Voters in the 1st district also voted for city council in 1957 in a special election called after the death of Councilman Thomas I. Guerin the year before. Democratic ward leaders in the district, which covered most of South Philadelphia, nominated Emanuel Weinberg, leader of the 39th ward and a former state Deputy Secretary of Insurance. The nomination was not without controversy: Governor George M. Leader had fired Weinberg along with several other political appointees who were found, as The Philadelphia Inquirer reported, to have "enjoyed immunity from supervision and control and were permitted to pursue their private enterprises in addition to their State duties."

The nomination drew criticism from reform-minded Democrats, including Clark, who said the nomination showed "contempt for the independent vote." Weinberg's nomination also disappointed Guerin's widow, Mary C. Guerin, who ran as an independent. Guerin noted that Weinberg had been fired from his state job for good reason, saying "one would suppose that Governor Leader did not fire him for being late for work." Despite the split in Democratic support, Weinberg achieved a clear victory over Guerin and their Republican opponent, John Donnelly.

1957 Philadelphia city council special election, district 1
| Party |  | Candidate | Votes | % | ±% |
|---|---|---|---|---|---|
|  | Democratic | Emanuel Weinberg | 34,462 | 62.37 | +0.15 |
|  | Republican | John Donnelly | 19,288 | 34.91 | −2.87 |
|  | Fidelity | Mary C. Guerin | 1,508 | 2.72 | +2.72 |

==Judges and magistrates==
Although Pennsylvania's judges are elected in partisan elections, there had been a tradition of not challenging the re-election of incumbents, or "sitting judges." To that end, judicial candidates were typically endorsed by both major parties. The parties had followed the sitting judge tradition in 1951, but in 1953 the Democrats broke the informal pact and endorsed just three of the sitting judges. The result was an unusually intense contest for the thirteen seats available, which the Republicans won.

■ Extracted entries:
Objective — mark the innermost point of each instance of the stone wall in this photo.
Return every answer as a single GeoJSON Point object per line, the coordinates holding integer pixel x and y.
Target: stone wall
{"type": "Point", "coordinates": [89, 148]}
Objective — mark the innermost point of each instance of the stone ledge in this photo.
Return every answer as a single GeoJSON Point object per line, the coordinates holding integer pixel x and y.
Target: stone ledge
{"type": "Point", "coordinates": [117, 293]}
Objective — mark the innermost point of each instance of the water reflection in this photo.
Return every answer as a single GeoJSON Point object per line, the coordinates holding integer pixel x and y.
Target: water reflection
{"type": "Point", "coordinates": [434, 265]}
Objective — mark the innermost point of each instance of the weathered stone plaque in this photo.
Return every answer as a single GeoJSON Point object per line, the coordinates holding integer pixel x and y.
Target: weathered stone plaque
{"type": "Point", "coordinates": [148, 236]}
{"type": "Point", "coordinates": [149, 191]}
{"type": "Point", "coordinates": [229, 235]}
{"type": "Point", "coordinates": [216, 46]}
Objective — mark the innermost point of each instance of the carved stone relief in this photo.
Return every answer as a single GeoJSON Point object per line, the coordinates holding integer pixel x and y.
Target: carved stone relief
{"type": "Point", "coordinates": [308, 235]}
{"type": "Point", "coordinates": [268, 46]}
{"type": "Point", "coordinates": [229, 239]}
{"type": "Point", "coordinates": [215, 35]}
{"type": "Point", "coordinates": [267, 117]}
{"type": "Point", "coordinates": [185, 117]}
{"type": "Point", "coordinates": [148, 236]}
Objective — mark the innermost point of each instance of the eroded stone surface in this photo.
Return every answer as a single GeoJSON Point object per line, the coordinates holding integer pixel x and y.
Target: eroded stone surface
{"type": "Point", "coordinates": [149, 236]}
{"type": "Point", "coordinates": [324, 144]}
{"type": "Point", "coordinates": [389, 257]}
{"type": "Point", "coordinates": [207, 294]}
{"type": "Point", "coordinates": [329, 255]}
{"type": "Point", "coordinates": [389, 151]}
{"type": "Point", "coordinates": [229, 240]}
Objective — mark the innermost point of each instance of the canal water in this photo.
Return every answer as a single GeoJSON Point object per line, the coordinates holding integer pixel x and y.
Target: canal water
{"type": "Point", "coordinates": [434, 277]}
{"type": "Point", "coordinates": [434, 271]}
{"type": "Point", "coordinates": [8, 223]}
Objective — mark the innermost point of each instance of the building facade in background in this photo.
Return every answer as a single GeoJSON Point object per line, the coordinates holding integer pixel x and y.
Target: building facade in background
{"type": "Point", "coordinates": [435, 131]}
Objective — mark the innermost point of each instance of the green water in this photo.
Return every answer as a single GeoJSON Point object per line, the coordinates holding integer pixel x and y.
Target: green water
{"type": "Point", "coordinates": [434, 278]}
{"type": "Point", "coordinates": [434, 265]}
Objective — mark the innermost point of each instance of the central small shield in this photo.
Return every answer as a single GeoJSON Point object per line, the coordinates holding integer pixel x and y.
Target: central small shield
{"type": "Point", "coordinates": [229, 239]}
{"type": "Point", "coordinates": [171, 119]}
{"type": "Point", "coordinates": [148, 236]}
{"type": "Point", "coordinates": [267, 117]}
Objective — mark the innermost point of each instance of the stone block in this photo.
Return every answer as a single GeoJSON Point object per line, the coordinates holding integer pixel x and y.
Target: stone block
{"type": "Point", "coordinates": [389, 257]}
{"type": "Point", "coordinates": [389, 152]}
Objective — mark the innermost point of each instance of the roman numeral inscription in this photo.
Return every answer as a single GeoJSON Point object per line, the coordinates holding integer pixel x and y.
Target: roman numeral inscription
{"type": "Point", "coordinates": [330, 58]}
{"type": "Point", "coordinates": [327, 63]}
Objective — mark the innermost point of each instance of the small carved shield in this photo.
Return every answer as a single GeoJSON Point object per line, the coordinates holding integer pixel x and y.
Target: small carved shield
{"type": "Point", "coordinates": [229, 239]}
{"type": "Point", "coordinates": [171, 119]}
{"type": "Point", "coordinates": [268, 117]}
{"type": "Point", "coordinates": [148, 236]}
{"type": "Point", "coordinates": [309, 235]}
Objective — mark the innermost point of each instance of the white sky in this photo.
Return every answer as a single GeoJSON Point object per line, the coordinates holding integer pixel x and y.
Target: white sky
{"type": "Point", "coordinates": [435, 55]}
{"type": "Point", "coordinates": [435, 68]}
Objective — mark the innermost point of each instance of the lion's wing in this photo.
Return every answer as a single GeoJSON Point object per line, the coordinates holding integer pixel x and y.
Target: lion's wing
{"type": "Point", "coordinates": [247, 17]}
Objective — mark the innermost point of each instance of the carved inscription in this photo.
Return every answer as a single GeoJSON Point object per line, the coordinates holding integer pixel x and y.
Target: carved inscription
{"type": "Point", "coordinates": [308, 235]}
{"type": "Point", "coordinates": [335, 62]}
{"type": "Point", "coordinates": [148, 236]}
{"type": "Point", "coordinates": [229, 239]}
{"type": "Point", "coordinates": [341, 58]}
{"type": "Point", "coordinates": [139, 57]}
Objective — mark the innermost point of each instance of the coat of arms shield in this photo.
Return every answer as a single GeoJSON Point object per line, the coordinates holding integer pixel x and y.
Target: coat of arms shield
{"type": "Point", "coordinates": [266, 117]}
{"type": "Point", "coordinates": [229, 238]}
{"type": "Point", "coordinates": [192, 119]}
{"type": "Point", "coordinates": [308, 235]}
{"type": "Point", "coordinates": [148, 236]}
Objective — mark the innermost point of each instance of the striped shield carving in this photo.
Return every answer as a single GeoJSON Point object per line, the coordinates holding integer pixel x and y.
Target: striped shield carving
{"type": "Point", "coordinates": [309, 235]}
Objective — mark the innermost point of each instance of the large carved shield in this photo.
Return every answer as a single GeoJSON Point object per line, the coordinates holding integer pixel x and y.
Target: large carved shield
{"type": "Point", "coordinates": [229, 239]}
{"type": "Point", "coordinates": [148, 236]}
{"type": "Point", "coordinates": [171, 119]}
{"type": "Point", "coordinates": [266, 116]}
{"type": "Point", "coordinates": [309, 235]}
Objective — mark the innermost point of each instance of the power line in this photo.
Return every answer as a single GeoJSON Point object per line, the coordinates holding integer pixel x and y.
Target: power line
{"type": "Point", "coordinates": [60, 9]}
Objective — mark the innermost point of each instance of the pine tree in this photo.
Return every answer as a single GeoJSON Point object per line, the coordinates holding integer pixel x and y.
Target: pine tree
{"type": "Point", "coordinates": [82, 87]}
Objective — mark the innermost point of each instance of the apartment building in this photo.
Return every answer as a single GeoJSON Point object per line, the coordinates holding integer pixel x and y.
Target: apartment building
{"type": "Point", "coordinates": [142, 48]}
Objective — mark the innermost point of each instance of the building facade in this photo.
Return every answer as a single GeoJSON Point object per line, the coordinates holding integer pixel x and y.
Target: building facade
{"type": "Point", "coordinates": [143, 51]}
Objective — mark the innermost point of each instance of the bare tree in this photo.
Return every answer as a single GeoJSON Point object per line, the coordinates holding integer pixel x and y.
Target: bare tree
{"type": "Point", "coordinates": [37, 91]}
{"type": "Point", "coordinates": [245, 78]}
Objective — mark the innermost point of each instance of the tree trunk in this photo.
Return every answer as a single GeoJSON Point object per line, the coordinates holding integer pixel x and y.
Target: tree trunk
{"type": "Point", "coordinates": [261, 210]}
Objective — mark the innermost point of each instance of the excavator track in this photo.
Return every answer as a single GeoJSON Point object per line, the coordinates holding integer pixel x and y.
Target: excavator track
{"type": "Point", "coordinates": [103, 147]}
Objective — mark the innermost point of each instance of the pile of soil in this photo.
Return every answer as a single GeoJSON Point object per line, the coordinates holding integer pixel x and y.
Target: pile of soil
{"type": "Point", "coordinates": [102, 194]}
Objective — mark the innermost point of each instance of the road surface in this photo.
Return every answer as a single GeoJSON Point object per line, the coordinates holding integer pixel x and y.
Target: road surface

■ Problems to solve:
**a)** Answer these questions from the Philadelphia election excerpt:
(i) Which ward was Emanuel Weinberg the leader of?
(ii) How many votes did John Donnelly receive?
(iii) In what year did the Democrats break the informal pact on sitting judges?
**b)** Repeat the Philadelphia election excerpt from "The nomination drew" through "opponent, John Donnelly.", switching "widow" to "surviving spouse".
The records were taken from a different source than the text.

■ Answer section:
**a)**
(i) The 39th ward
(ii) 19,288
(iii) 1953

**b)**
The nomination drew criticism from reform-minded Democrats, including Clark, who said the nomination showed "contempt for the independent vote." Weinberg's nomination also disappointed Guerin's surviving spouse, Mary C. Guerin, who ran as an independent. Guerin noted that Weinberg had been fired from his state job for good reason, saying "one would suppose that Governor Leader did not fire him for being late for work." Despite the split in Democratic support, Weinberg achieved a clear victory over Guerin and their Republican opponent, John Donnelly.